When Should I Keep My Child Home from School?
Have you ever grappled with the decision to keep your children home from school or send them on their way, sniffles and all? School rules and your own best judgment often provide the best answer.
The school rules are the rules.
More often than not, a child is going to stay home from school for reasons related to school rules. Examples of such school rules are that the child must be fever-free for 24 hours, have been on antibiotics 24 hours after a strep diagnosis or have not vomited that day.
“In general, if your child is unable to perform school activities, then it is reasonable to have them stay home,” Dr. Michael P. McKenna, Riley Physicians pediatrician, says. “Additionally, if they are going to be significantly infectious, it is reasonable to have your child stay home instead of pushing for that perfect attendance award.”
How can I tell if my child is truly sick or has anxiety about something at school?
This can be a difficult call for parents. A good primary care doctor can give an honest assessment of your child’s illness or anxiety, Dr. McKenna says. When assessing whether or not a child is truly sick, some clues to look for include illnesses that:
- Only seem to occur on a certain day of the week or only during the week
- Miraculously improve in time to participate in a favorite after-school activity
“Often times, the child also has symptoms that cannot be independently verified, like a headache or a stomachache,” Dr. McKenna says. “Certainly, there are plenty of children who have genuine, medical reasons to have these issues. However, they can also be used by children, either intentionally or unintentionally, to avoid something at school.”

== Work to be completed ==
Answer these from the article on keeping a child home from school:
1. How long must a child be fever-free under the example school rule?
2. What is Dr. Michael P. McKenna's position?
3. What two symptoms does he give as ones that cannot be independently verified?

== Material supplied ==
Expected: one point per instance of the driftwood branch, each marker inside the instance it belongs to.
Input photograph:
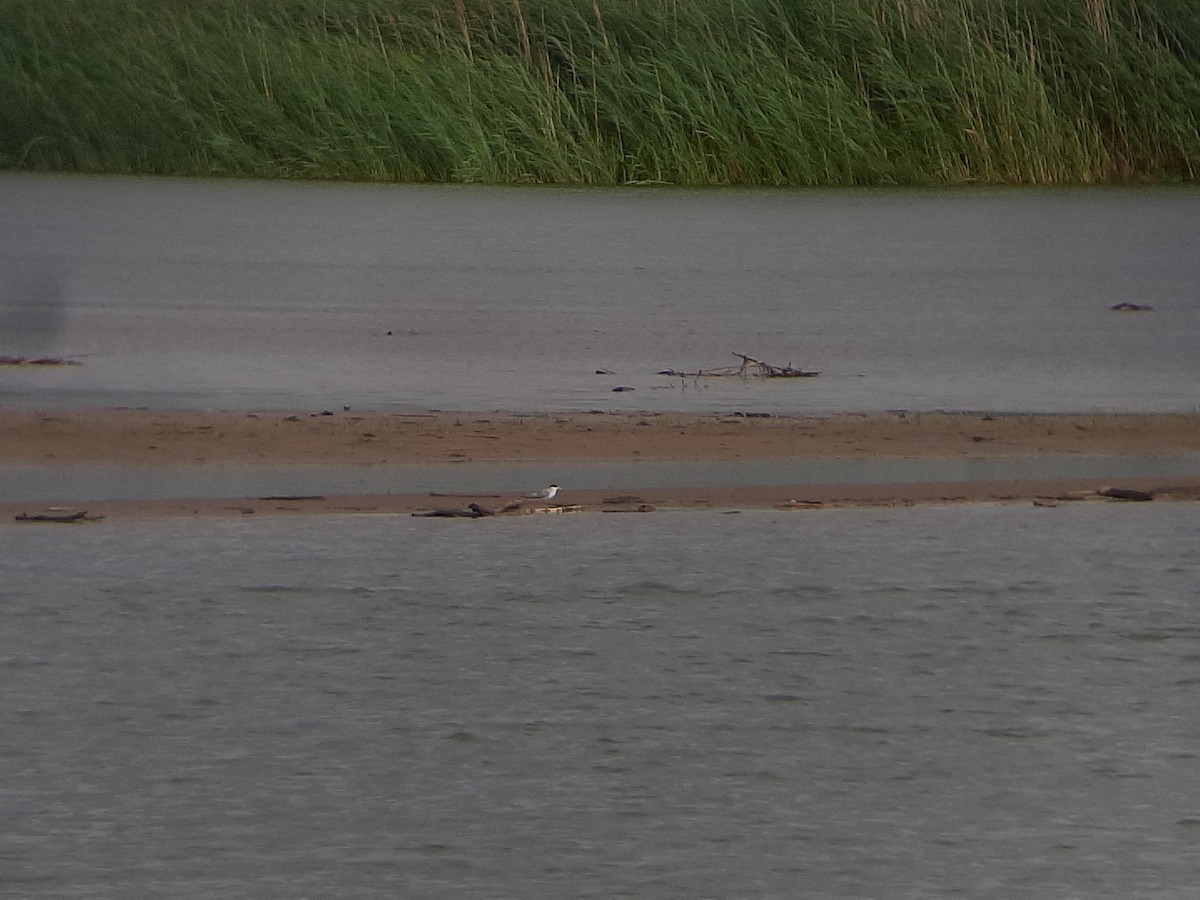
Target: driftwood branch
(749, 367)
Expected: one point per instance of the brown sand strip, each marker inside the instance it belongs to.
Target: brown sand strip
(147, 437)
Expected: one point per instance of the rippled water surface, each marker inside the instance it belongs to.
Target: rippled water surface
(298, 295)
(988, 702)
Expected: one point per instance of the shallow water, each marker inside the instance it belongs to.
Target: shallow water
(299, 295)
(989, 701)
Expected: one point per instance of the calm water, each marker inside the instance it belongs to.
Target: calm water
(255, 295)
(987, 702)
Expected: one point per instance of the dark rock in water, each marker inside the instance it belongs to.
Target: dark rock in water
(1126, 493)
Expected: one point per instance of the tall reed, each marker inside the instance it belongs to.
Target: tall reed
(606, 91)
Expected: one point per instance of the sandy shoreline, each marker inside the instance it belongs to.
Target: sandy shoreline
(137, 437)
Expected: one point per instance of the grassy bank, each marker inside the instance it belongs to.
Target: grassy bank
(615, 91)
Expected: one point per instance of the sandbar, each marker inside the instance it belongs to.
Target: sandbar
(149, 437)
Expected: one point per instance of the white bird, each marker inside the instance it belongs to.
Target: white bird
(547, 495)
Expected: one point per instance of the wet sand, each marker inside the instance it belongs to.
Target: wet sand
(137, 437)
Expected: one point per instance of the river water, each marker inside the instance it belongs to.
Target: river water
(228, 294)
(989, 701)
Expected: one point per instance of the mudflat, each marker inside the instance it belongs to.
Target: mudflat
(143, 437)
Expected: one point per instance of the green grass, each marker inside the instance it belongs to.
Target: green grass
(615, 91)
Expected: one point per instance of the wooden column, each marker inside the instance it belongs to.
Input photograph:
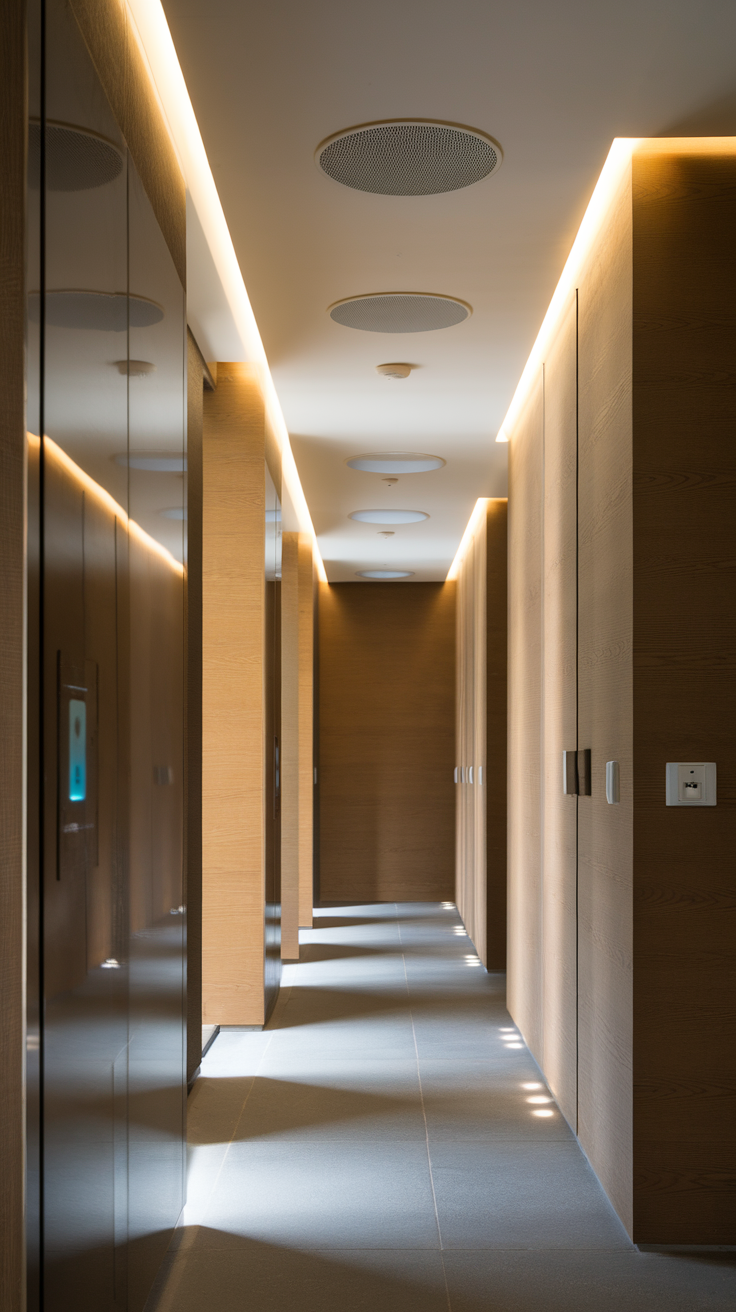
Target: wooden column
(234, 757)
(290, 698)
(306, 727)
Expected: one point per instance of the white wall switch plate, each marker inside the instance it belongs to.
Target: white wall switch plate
(690, 783)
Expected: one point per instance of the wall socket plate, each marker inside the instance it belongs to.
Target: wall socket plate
(692, 783)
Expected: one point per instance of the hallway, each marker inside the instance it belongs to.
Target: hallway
(387, 1142)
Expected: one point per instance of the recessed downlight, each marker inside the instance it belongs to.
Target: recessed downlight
(395, 462)
(388, 516)
(408, 156)
(399, 311)
(385, 574)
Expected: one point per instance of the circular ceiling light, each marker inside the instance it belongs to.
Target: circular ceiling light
(395, 462)
(386, 574)
(408, 156)
(388, 516)
(102, 311)
(399, 311)
(76, 159)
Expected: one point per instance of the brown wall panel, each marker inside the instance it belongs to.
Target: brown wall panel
(234, 783)
(605, 710)
(559, 835)
(386, 741)
(684, 690)
(525, 720)
(496, 713)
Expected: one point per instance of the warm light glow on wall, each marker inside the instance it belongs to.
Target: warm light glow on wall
(84, 480)
(151, 29)
(471, 529)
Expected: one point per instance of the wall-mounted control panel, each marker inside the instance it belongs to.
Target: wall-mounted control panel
(690, 783)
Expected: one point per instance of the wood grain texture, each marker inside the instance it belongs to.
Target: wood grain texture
(525, 720)
(113, 45)
(496, 735)
(306, 727)
(559, 836)
(234, 785)
(196, 375)
(605, 707)
(684, 488)
(386, 741)
(12, 584)
(290, 745)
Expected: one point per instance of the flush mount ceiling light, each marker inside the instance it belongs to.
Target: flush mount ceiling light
(394, 370)
(76, 159)
(385, 574)
(395, 462)
(102, 311)
(408, 156)
(399, 311)
(152, 462)
(388, 516)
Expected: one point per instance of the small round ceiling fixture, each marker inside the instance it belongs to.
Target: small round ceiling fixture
(408, 156)
(399, 311)
(395, 462)
(388, 516)
(385, 574)
(394, 370)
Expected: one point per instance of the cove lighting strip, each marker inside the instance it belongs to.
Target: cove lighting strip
(617, 162)
(154, 37)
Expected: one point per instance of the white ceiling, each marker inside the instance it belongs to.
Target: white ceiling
(552, 83)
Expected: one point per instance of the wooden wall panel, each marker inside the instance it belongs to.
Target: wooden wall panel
(386, 741)
(232, 701)
(684, 689)
(12, 655)
(605, 707)
(495, 772)
(525, 722)
(306, 727)
(290, 747)
(559, 835)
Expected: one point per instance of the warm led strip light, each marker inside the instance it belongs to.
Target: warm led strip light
(151, 29)
(88, 483)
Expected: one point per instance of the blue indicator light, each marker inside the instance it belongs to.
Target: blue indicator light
(78, 751)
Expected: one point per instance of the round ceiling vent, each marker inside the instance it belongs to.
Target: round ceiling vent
(388, 516)
(395, 462)
(76, 159)
(386, 574)
(399, 311)
(408, 158)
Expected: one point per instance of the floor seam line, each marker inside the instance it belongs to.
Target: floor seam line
(425, 1127)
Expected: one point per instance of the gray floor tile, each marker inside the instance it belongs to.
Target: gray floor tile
(521, 1195)
(589, 1282)
(326, 1195)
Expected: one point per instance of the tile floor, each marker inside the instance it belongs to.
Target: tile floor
(375, 1148)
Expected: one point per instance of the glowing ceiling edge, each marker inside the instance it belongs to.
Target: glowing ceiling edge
(152, 32)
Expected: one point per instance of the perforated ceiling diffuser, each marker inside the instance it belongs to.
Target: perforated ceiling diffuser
(399, 311)
(408, 158)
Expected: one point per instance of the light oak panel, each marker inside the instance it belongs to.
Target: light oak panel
(496, 693)
(306, 568)
(525, 720)
(386, 741)
(605, 706)
(232, 701)
(290, 745)
(684, 491)
(559, 836)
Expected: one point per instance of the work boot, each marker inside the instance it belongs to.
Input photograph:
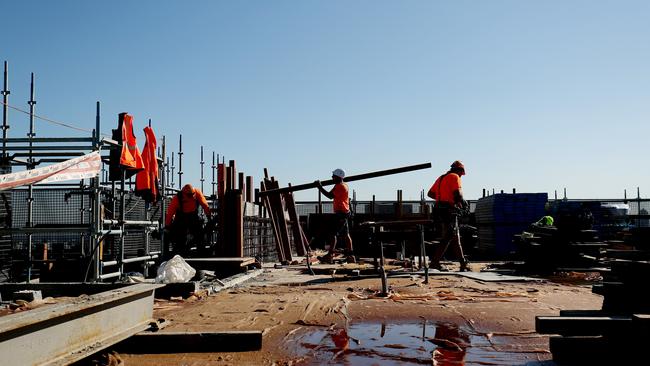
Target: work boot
(438, 267)
(464, 266)
(326, 259)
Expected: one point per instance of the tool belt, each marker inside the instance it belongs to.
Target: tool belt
(443, 211)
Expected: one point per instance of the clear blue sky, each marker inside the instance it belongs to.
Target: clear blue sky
(533, 95)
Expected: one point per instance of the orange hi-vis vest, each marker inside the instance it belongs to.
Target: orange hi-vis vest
(130, 158)
(146, 181)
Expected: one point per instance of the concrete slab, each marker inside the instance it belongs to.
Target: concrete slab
(189, 342)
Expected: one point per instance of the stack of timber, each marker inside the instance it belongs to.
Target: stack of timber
(288, 232)
(547, 248)
(233, 191)
(500, 216)
(616, 333)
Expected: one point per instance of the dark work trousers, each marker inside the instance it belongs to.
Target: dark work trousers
(185, 230)
(447, 224)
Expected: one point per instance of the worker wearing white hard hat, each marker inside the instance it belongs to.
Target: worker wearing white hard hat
(340, 195)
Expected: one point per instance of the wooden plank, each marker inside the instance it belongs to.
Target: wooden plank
(277, 207)
(583, 325)
(191, 342)
(215, 264)
(278, 242)
(298, 236)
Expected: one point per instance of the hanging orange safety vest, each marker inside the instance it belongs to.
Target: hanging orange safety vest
(126, 159)
(130, 158)
(146, 181)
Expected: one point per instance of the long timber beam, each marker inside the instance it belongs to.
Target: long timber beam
(62, 333)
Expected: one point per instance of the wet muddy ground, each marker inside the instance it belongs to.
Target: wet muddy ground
(324, 320)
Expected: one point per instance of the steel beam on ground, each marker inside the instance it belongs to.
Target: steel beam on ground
(186, 342)
(351, 178)
(72, 329)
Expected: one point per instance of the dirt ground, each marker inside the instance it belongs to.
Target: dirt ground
(312, 320)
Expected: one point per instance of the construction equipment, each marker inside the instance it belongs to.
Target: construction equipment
(351, 178)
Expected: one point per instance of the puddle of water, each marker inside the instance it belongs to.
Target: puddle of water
(414, 343)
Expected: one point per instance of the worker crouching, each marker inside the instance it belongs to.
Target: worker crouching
(183, 225)
(340, 195)
(447, 191)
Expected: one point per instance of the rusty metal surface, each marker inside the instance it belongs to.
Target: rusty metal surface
(69, 331)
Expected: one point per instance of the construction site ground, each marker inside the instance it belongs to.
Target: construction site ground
(340, 319)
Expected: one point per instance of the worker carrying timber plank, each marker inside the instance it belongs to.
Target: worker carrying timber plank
(447, 191)
(340, 195)
(182, 222)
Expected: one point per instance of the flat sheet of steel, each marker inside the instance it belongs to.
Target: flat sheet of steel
(68, 331)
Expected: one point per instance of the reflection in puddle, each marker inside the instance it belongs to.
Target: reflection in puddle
(423, 343)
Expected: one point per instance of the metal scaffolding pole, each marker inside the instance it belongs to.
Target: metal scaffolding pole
(163, 180)
(173, 167)
(202, 164)
(5, 107)
(122, 219)
(30, 192)
(97, 204)
(214, 183)
(180, 161)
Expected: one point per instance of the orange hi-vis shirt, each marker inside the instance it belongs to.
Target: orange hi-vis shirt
(341, 198)
(189, 205)
(444, 191)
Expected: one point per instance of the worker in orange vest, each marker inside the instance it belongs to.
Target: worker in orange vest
(341, 197)
(447, 191)
(182, 222)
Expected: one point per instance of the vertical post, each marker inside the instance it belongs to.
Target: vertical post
(5, 101)
(202, 164)
(97, 202)
(180, 161)
(638, 197)
(241, 182)
(163, 205)
(97, 224)
(30, 165)
(250, 195)
(122, 219)
(214, 182)
(320, 202)
(173, 167)
(233, 174)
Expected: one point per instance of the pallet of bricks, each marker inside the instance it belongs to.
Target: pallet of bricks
(618, 333)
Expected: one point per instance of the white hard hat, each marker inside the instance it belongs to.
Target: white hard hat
(339, 173)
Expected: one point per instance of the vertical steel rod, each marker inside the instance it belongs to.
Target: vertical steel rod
(180, 161)
(214, 183)
(97, 204)
(202, 164)
(173, 167)
(163, 212)
(122, 219)
(30, 192)
(5, 101)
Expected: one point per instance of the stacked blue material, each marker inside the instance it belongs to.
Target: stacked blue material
(501, 216)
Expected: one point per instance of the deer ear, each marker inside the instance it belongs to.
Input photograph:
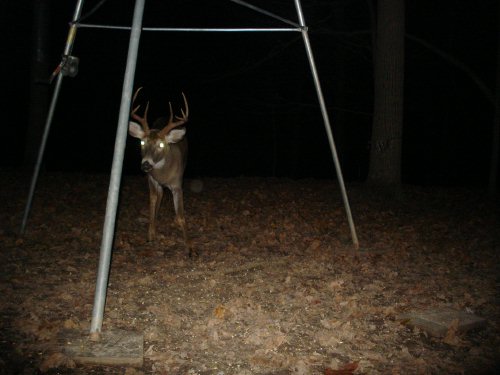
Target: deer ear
(135, 130)
(175, 135)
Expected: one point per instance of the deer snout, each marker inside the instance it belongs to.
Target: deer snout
(146, 166)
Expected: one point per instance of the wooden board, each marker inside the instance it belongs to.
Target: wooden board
(437, 321)
(115, 348)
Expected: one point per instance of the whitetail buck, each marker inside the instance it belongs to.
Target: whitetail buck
(164, 155)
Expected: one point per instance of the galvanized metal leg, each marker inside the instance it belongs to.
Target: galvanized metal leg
(116, 172)
(326, 121)
(55, 95)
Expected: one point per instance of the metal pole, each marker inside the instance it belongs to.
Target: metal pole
(67, 51)
(326, 121)
(116, 172)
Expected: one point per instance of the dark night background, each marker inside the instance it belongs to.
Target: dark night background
(253, 108)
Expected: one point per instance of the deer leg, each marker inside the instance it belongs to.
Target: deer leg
(155, 197)
(179, 216)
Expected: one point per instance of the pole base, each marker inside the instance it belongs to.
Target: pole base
(114, 348)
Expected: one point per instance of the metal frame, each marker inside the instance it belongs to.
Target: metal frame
(121, 134)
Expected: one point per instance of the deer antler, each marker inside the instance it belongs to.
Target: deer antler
(181, 119)
(142, 120)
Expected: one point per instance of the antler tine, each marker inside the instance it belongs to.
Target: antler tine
(184, 115)
(142, 120)
(181, 119)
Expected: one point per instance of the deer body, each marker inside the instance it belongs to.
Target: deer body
(164, 157)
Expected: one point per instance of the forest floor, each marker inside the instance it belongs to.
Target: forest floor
(276, 288)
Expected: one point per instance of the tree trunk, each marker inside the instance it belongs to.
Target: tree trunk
(39, 87)
(385, 153)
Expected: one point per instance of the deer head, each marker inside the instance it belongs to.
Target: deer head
(155, 143)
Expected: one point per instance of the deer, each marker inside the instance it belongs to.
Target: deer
(164, 157)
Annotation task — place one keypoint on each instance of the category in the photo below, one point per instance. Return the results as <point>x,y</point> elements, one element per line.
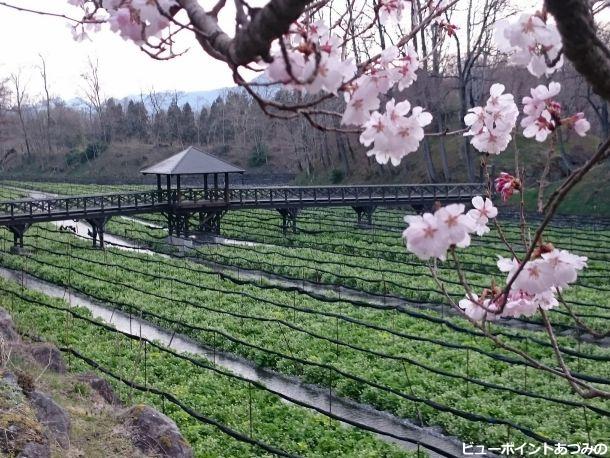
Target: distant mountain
<point>196,99</point>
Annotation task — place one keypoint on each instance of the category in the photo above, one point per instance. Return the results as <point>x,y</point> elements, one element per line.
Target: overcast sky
<point>124,69</point>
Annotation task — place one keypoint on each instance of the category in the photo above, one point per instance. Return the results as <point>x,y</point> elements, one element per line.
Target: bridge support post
<point>365,212</point>
<point>209,221</point>
<point>289,219</point>
<point>18,230</point>
<point>98,227</point>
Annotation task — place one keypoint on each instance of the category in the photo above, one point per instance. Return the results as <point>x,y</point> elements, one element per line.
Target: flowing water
<point>289,386</point>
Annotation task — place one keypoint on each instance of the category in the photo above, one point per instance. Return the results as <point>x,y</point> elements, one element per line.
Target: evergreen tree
<point>203,127</point>
<point>188,128</point>
<point>174,118</point>
<point>137,120</point>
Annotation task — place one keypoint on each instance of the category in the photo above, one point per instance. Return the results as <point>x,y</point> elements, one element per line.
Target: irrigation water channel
<point>427,439</point>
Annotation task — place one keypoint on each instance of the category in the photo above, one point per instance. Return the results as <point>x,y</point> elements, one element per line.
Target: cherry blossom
<point>538,128</point>
<point>543,114</point>
<point>482,212</point>
<point>455,224</point>
<point>533,41</point>
<point>431,235</point>
<point>477,309</point>
<point>535,287</point>
<point>491,126</point>
<point>360,103</point>
<point>424,237</point>
<point>394,134</point>
<point>519,303</point>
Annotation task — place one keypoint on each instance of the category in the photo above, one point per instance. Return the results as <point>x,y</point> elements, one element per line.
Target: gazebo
<point>192,161</point>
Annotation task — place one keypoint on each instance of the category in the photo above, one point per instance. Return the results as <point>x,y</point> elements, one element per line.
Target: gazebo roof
<point>191,161</point>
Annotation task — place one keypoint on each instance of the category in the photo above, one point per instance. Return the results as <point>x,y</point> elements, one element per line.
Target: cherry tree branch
<point>581,44</point>
<point>252,41</point>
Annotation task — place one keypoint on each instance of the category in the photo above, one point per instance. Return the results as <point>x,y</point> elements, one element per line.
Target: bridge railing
<point>155,199</point>
<point>352,193</point>
<point>81,204</point>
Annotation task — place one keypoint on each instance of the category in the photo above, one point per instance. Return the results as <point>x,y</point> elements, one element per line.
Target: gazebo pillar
<point>169,186</point>
<point>159,190</point>
<point>226,186</point>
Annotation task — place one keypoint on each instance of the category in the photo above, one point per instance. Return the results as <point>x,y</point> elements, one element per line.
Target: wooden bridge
<point>208,205</point>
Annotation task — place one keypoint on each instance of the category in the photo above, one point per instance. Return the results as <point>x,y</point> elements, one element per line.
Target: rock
<point>48,354</point>
<point>101,386</point>
<point>35,450</point>
<point>7,328</point>
<point>53,417</point>
<point>154,432</point>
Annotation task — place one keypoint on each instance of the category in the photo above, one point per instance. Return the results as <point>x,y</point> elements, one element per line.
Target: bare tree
<point>20,101</point>
<point>45,82</point>
<point>93,93</point>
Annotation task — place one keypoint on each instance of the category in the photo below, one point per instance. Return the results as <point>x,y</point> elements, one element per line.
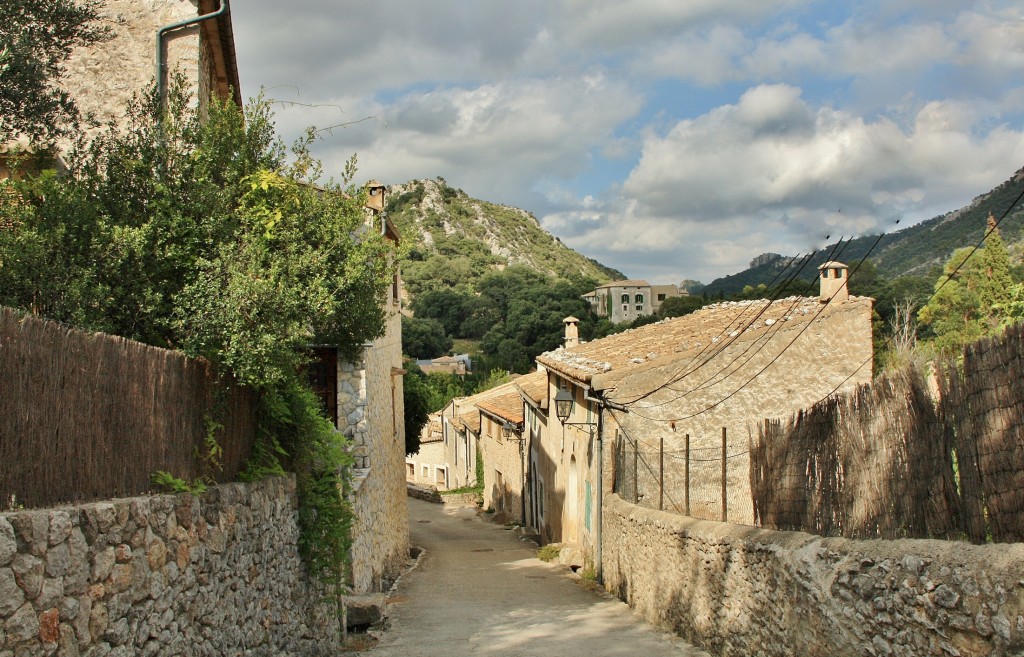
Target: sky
<point>670,139</point>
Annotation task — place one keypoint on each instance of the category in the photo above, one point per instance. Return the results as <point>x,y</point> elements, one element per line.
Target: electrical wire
<point>949,277</point>
<point>772,331</point>
<point>770,362</point>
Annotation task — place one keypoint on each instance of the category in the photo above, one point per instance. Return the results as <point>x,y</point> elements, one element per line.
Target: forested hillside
<point>453,239</point>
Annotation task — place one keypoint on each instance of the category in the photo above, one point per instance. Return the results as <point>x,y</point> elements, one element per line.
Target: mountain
<point>912,251</point>
<point>452,239</point>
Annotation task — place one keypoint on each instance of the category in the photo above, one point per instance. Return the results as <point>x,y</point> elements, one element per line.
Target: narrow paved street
<point>478,589</point>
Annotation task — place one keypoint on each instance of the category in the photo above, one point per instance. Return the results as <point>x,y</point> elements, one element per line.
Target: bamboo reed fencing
<point>89,415</point>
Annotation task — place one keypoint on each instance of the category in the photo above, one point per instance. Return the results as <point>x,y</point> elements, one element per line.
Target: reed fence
<point>89,415</point>
<point>925,454</point>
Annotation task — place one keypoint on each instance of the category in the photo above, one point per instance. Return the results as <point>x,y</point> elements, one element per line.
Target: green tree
<point>210,237</point>
<point>970,297</point>
<point>424,338</point>
<point>679,306</point>
<point>450,307</point>
<point>416,396</point>
<point>36,39</point>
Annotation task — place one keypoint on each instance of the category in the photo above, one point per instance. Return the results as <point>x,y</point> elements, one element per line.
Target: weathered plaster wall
<point>429,457</point>
<point>372,412</point>
<point>163,575</point>
<point>741,590</point>
<point>505,456</point>
<point>103,77</point>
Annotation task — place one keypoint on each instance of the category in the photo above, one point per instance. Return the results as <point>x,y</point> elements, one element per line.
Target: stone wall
<point>741,590</point>
<point>773,375</point>
<point>372,412</point>
<point>163,575</point>
<point>504,456</point>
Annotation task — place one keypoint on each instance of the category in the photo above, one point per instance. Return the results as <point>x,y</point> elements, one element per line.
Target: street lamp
<point>563,404</point>
<point>563,409</point>
<point>509,430</point>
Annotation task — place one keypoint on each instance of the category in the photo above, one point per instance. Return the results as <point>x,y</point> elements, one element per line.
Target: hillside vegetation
<point>920,250</point>
<point>453,241</point>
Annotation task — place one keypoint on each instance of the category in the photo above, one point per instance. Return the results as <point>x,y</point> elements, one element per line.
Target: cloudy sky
<point>668,138</point>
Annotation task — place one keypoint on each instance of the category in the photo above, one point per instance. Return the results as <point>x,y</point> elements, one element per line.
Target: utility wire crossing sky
<point>668,139</point>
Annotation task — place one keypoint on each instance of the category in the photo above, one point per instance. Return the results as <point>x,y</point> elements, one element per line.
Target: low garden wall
<point>743,590</point>
<point>218,574</point>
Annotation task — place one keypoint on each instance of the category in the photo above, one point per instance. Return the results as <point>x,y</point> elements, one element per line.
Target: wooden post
<point>687,493</point>
<point>660,475</point>
<point>725,502</point>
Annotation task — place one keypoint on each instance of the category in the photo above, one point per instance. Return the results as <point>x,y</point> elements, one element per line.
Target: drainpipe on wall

== Answer for the task ==
1. 24 hours
2. Riley Physicians pediatrician
3. A headache or a stomachache